Data entries

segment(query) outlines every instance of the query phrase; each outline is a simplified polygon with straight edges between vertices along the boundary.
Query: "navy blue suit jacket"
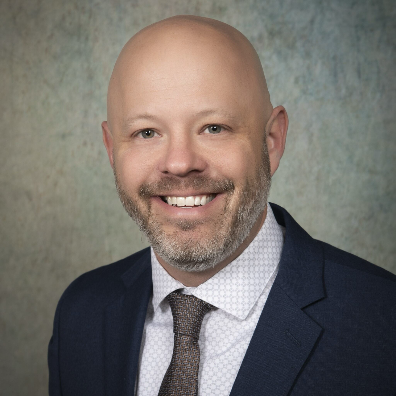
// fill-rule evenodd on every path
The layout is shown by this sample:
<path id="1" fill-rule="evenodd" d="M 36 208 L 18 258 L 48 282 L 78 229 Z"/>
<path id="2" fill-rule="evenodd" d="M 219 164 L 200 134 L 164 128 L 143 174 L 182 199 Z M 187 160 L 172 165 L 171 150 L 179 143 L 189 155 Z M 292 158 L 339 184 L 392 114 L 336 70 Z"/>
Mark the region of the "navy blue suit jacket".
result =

...

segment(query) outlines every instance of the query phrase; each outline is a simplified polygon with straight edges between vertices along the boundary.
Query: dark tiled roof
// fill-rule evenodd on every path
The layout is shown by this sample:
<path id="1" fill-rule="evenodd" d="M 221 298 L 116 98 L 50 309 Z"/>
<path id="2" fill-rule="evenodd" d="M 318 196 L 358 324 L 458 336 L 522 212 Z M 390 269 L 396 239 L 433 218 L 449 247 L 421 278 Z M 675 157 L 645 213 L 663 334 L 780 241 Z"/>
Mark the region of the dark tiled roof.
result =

DIRECTIVE ->
From the rows above, pick out every line that contains the string "evenodd", treating uppercase and lowercase letters as distinct. Copy each such line in full.

THE REPLY ->
// fill-rule evenodd on every path
<path id="1" fill-rule="evenodd" d="M 36 208 L 18 258 L 48 282 L 78 229 Z"/>
<path id="2" fill-rule="evenodd" d="M 219 164 L 200 134 L 164 128 L 143 174 L 182 199 Z M 187 160 L 172 165 L 171 150 L 179 143 L 189 155 Z M 292 158 L 339 184 L 392 114 L 336 70 Z"/>
// fill-rule evenodd on every path
<path id="1" fill-rule="evenodd" d="M 221 298 L 116 98 L 50 309 Z"/>
<path id="2" fill-rule="evenodd" d="M 318 196 L 358 324 L 458 336 L 522 212 Z M 390 269 L 396 239 L 433 218 L 449 247 L 421 278 Z M 675 157 L 645 213 L 663 334 L 780 241 Z"/>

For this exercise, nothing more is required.